### Material for this exercise
— START —

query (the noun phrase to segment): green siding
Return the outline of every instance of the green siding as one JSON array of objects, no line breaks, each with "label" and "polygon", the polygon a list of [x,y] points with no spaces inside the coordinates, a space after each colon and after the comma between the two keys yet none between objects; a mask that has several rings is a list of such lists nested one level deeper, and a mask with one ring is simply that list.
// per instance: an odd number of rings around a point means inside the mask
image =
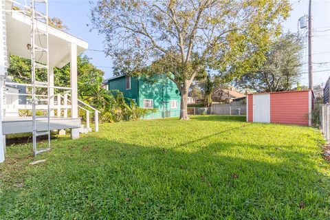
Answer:
[{"label": "green siding", "polygon": [[[109,89],[118,89],[126,98],[135,99],[138,106],[144,108],[144,99],[152,99],[153,108],[157,112],[144,117],[145,119],[179,117],[180,115],[181,96],[177,85],[168,78],[157,77],[156,82],[144,82],[135,77],[131,78],[131,89],[126,89],[125,76],[109,80]],[[177,101],[176,108],[170,108],[170,101]],[[163,109],[163,103],[164,109]]]}]

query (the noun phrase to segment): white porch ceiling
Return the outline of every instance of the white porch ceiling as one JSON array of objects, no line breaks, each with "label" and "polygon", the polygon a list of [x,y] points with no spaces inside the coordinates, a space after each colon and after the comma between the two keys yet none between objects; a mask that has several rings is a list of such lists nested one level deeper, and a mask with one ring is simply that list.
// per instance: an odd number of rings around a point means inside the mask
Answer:
[{"label": "white porch ceiling", "polygon": [[[30,18],[19,12],[12,11],[6,14],[7,50],[10,54],[30,58],[31,51],[28,44],[31,43]],[[45,31],[46,25],[37,23],[38,29]],[[61,68],[70,62],[70,45],[77,45],[77,56],[88,48],[88,43],[71,34],[52,27],[48,27],[50,65]],[[36,43],[46,47],[45,36],[36,38]],[[46,54],[37,52],[36,60],[46,63]]]}]

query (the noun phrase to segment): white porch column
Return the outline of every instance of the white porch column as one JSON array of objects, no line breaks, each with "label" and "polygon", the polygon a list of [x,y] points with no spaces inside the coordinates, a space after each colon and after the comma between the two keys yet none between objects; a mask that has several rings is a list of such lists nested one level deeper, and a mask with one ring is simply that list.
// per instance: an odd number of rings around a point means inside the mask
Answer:
[{"label": "white porch column", "polygon": [[[50,96],[50,105],[52,107],[54,107],[54,67],[50,66],[50,94],[49,96]],[[50,116],[55,116],[55,112],[54,109],[50,109]]]},{"label": "white porch column", "polygon": [[[78,81],[77,81],[77,45],[71,43],[71,60],[70,60],[70,76],[71,76],[71,117],[78,118]],[[71,138],[79,138],[79,129],[71,129]]]},{"label": "white porch column", "polygon": [[0,163],[5,160],[5,140],[6,138],[2,135],[2,118],[3,117],[4,107],[4,89],[5,89],[5,76],[7,72],[8,67],[8,54],[7,54],[7,34],[6,34],[6,22],[5,13],[5,1],[0,2]]}]

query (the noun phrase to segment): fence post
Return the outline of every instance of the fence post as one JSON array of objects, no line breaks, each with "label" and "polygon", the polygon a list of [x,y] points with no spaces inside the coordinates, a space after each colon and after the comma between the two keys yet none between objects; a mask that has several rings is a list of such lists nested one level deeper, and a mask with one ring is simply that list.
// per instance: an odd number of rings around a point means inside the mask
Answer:
[{"label": "fence post", "polygon": [[329,105],[327,105],[327,115],[325,116],[326,120],[326,127],[325,127],[325,133],[327,141],[329,141]]},{"label": "fence post", "polygon": [[95,111],[95,131],[98,131],[98,111]]},{"label": "fence post", "polygon": [[325,134],[324,133],[324,106],[322,106],[322,132],[323,133],[323,135]]},{"label": "fence post", "polygon": [[64,117],[67,117],[67,93],[64,93]]},{"label": "fence post", "polygon": [[60,117],[60,94],[57,94],[57,117]]}]

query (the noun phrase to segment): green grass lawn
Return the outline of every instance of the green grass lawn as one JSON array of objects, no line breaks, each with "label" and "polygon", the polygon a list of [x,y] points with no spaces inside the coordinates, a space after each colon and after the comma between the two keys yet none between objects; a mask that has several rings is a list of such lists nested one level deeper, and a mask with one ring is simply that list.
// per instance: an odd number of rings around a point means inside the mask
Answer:
[{"label": "green grass lawn", "polygon": [[36,157],[8,146],[0,219],[330,219],[317,129],[197,116],[100,130]]}]

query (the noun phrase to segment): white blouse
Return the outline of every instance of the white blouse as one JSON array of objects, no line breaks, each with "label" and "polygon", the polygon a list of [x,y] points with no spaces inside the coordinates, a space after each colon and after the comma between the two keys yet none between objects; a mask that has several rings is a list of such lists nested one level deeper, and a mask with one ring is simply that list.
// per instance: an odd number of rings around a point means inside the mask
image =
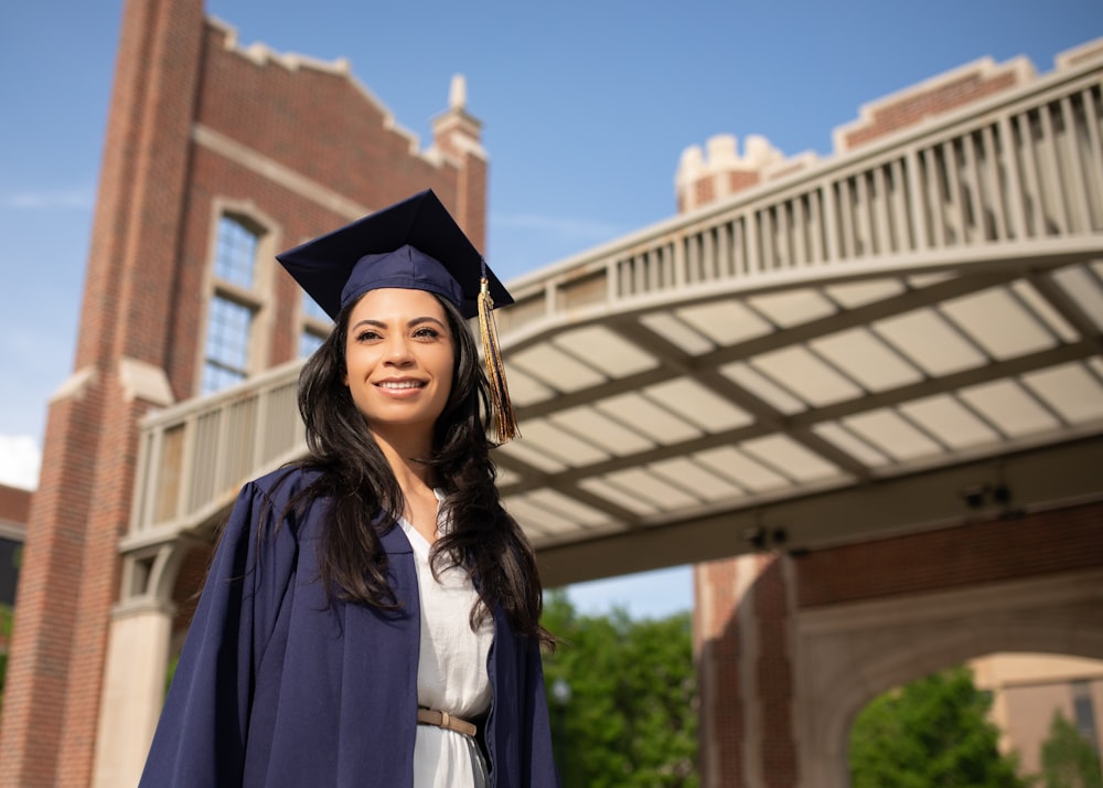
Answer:
[{"label": "white blouse", "polygon": [[[438,500],[440,494],[438,493]],[[440,533],[447,518],[438,511]],[[414,547],[421,596],[421,646],[417,670],[418,705],[473,721],[490,711],[491,686],[486,660],[494,625],[471,629],[471,609],[479,594],[462,567],[452,566],[433,578],[430,545],[406,520],[399,520]],[[486,763],[471,736],[436,725],[418,725],[414,745],[415,788],[484,788]]]}]

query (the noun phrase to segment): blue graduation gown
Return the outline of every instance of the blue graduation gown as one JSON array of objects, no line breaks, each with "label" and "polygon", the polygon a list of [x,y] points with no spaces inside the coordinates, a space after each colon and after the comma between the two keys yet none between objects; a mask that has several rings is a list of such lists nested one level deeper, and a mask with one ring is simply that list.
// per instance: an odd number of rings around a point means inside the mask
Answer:
[{"label": "blue graduation gown", "polygon": [[[328,502],[272,532],[312,478],[277,471],[238,496],[140,786],[411,788],[420,639],[413,550],[399,528],[382,536],[400,610],[329,604],[317,554]],[[488,671],[491,786],[558,786],[539,647],[515,635],[501,609]]]}]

— END —

### Instructions to follow
Your task is to transcribe the line containing "query (the noun phrase to segment): blue" and every line after it, through the last line of the data, exactly as written and with nothing more.

### Task result
query (the noun phrase to segment): blue graduation gown
Return the outline of every instance of the blue graduation gown as one JSON array of objects, no line breaks, each with "label" and "polygon", the polygon a list of [x,y] points with no spaces inside the coordinates, a space after each colon and after the comma between the two keys yet none between objects; a mask that has several rings is a list of such lists nested one level deeper, and a mask with one ring is simply that list.
// per instance: an odd number of rings around a point means inside the mask
Answer:
[{"label": "blue graduation gown", "polygon": [[[328,502],[272,532],[312,478],[277,471],[238,496],[140,786],[411,788],[420,639],[413,550],[399,528],[382,536],[400,610],[329,604],[317,554]],[[488,671],[491,786],[558,786],[539,647],[515,635],[501,609]]]}]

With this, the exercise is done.